__Objective A__
Rewrite the portion of the records that begins with the line containing "Detect truck cab roof in this photo." and ends with the line containing "78, 212, 89, 230" as a JSON list of strings, one string per line, omitting blank lines.

__Quoted passage__
______________________________

There is Tum, Nubasib’s manager and friend of Gene’s, played by Ken Prarunyu Sooksamram. He is soft-spoken, dresses neatly, and we are to assume he’s gay. Spoiler – he’s not. He’s heterosexual, which goes to show you that you can’t judge a book by its cover. Stereotypes aren’t reality. Kudos on that stereotype being broken.
Aey or Aoey (both spellings were visible throughout the series)
Aey is the actor paired with Nubsib inside the BL show “Bad Engineer” they are producing. Here, Aey is portrayed by Bruce Sirikorn Kananurak. Aey as a character is problematic for me. He is manipulative, vindictive, and used to getting what he wants no matter who he hurts in the process. There is a backstory of the father who bought off the ex-lover to leave Aey alone. His dad and mom are disappointed in him; his sister outed him to their parents because she was jealous, and his childhood friend always shows up when things are bad for Aey. However, Aey never redeems himself in the series. Everyone can have a shitty childhood, but it doesn’t excuse his behavior as an adult. I think that at the end of the series, we are meant to sympathize with the man who’s alone with his fans and camcorder eating chocolates, but I feel nothing. Reap what you sow, so what you do comes back threefold to you. I believe in these. So, for me, that ending was his just desserts.

______________________________

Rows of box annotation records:

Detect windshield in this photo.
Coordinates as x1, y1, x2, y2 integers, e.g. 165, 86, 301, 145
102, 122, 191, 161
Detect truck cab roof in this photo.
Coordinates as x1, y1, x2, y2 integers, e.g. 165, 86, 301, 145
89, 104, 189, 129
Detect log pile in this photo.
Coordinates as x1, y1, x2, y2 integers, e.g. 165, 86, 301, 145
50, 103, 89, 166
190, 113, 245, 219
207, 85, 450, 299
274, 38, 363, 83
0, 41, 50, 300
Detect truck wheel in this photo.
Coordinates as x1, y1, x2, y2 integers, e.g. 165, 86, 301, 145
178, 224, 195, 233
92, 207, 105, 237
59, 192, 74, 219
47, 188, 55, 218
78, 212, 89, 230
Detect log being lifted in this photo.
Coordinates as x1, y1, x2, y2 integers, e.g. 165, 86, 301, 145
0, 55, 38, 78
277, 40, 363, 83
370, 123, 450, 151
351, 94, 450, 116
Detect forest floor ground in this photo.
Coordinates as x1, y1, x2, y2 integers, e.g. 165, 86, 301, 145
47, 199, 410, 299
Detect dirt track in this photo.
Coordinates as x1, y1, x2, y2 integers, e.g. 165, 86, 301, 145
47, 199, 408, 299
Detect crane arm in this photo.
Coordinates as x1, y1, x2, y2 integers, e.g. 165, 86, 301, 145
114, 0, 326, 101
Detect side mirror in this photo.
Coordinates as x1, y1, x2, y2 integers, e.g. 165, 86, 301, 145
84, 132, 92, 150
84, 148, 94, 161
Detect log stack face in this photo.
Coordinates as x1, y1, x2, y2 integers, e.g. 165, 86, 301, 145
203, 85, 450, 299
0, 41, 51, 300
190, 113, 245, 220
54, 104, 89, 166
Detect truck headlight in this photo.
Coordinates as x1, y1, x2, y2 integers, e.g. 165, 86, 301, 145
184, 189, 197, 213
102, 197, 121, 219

______________________________

__Objective B__
Extend the review of the series' characters, beginning after its final sentence.

__Task result A__
[
  "Detect truck cab roof in this photo.",
  "Coordinates as x1, y1, x2, y2 integers, e.g. 165, 86, 301, 145",
  "89, 104, 189, 129",
  "Detect log pile in this photo.",
  "Coordinates as x1, y1, x2, y2 integers, e.g. 165, 86, 301, 145",
  "50, 103, 89, 166",
  "190, 113, 245, 219",
  "207, 85, 450, 299",
  "274, 38, 363, 83",
  "0, 41, 50, 300",
  "Detect truck wheel in this photo.",
  "Coordinates as x1, y1, x2, y2 integers, e.g. 165, 86, 301, 145",
  "178, 224, 195, 233",
  "92, 207, 105, 237",
  "59, 192, 74, 219",
  "47, 188, 55, 218",
  "78, 212, 89, 230"
]

__Task result B__
Tiffy is Aey’s manager. She’s beautiful and successful. She is portrayed by Zorzo Natharuetai Akkharakitwattanakul. Additionally, the character Tiffy can repair cars. She helps Tum out with car troubles, and when she rips her blouse, Tum proceeds to mend her shirt while they talk. I enjoyed this role reversal. Men don’t have to fix cars while women sew things. Tiffy is also bisexual and unapologetic about dating girls in the past. I enjoyed her acceptance of her sexuality.
Orn, Wat & Nueng
Nubsib’s family is a family of business. His mom is stern but loves her children. The older brother is kind. The dad is a successful businessman.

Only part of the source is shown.